### Extracted text
===

"Freedom is free, but not cheap" - Mooji
How do these words land on you?
Freedom in this sense, to me means from the mind - the chains are of hard-wired neural pathways laid since childhood, a long and deep conditioning, - the egoic identity which seems to be in full control, without my say so!
My likes and dislikes, habits, aversions, my ideas, stubborness and ways of behaving - all of the subtle things that make me, me.
And this is by no means suggesting that one should stop being ‘yourself’ in order to ‘be free’. This may seem absurd when happy and leading a fulfilling life.

For me tho, my habits, reactivity and behaviours led me down a very destructive path - detrimental to my health, career, relationships and overall well-being.
And the thing with habitual reactivity / behaviours is that they are so ingrained and hard-wired into the brain, they are literally performed without thinking, without present moment awareness. Autopilot mode.
So without my awareness (which was most of the day) - as I’d be busy in my head ruminating, catastrophising, judging, wishing, plotting - these behaviours are carried out without my say so.
And if they are causing so much trouble for me, so much drama and agony - then ultimately, I’m a slave to my habits, behaviours.
The words seem strong, but simply speaking from experience. The saying goes that to break free first you need know that you are trapped.
My own existence became so painful that I had no other option but to face myself in order to learn about how and why things were the way there. Slowing down and cultivating a bit of awareness leads being able to see oneself - personality traits, characteristics, thought patterns and behaviours, how I impact those around me - I never did this until I had no choice.
So freedom may simply to be to let go, of anything not serving you, of anything that is causing pain or suffering of anything that is not leading you to your highest / ideal self.

===

### Data extract
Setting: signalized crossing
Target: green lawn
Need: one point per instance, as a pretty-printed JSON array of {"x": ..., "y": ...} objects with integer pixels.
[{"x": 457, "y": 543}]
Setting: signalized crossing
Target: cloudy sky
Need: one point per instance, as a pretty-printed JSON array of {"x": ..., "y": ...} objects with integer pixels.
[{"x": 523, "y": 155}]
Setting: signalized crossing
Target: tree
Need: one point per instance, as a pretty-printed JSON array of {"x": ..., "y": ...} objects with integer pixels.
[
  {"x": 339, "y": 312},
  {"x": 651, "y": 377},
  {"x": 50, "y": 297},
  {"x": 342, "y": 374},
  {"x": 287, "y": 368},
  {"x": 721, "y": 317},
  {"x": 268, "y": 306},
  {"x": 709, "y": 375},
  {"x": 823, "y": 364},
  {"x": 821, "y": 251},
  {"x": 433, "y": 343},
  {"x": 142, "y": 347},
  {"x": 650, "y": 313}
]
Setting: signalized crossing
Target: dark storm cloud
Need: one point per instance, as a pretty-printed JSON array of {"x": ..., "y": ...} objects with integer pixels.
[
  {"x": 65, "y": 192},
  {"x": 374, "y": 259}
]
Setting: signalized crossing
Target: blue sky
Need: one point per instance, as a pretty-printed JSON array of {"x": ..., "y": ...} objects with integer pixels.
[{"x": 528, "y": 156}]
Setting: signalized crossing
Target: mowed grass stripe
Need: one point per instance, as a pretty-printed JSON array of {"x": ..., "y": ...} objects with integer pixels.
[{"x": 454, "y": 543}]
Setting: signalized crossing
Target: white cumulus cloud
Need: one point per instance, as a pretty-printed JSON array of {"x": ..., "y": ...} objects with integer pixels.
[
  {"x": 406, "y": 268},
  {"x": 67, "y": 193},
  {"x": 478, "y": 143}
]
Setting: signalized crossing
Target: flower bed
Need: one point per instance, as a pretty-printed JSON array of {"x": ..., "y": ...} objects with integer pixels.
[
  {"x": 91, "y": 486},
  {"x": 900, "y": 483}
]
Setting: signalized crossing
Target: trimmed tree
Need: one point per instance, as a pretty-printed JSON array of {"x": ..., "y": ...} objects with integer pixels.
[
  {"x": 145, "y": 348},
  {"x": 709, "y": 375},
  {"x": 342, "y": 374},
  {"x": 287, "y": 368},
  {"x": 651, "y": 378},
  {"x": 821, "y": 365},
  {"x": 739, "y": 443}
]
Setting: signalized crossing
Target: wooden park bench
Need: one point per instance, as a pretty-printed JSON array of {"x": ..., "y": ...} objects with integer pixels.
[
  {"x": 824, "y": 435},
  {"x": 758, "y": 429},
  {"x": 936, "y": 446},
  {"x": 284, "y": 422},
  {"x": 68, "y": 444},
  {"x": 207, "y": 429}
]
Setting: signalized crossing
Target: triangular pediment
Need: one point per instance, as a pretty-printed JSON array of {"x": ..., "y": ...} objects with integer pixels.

===

### Exercise set
A – What phrase does the reflection on freedom use for behaviors that are carried out without thinking or present-moment awareness?
B – Repeat the reflection on freedom word for word, starting at "For me tho, my" and ending at "without my say so.".
C – Pick up the reflection on freedom after its final sentence and keep writing it.

### Answers per task
A – Autopilot mode.

B –
For me tho, my habits, reactivity and behaviours led me down a very destructive path - detrimental to my health, career, relationships and overall well-being.
And the thing with habitual reactivity / behaviours is that they are so ingrained and hard-wired into the brain, they are literally performed without thinking, without present moment awareness. Autopilot mode.
So without my awareness (which was most of the day) - as I’d be busy in my head ruminating, catastrophising, judging, wishing, plotting - these behaviours are carried out without my say so.

C –
This is not easy and anybody who’s ventured within will know this - we carry so much emotional baggage, trauma and personal, familial and cultural conditioning - so freedom is not cheap.
It will cost many sleepless nights, the intense heat of guilt or shame or embarrassment, perhaps lost friendships & family fall-out, certainly of being mis-understood, even the lack of willingness to partake in the usual activities that bring one pleasure, the self-judgment when attempting to live and be without the many different masks…and much more.
Freedom demands courage, to be raw, to be authentic, to be vulnerable, to surrender and to let go. it requires humility and acceptance and especially compassion towards oneself.
It’s a life-long process. But if not starting now, when?
I think, feel and know in my heart this is what the world requires most in this moment.
If the pandemic was the psychedelic and psychological journey - scary as fuck, enlightening, challenging and full of realisation - we are firmly in the integration process.
Wide open with lots to contemplate, reflect upon and eventually apply…
Seems like freedom does cost, but no cash…just your entire being.
I reckon it will be worth the journey tho… Who’s in?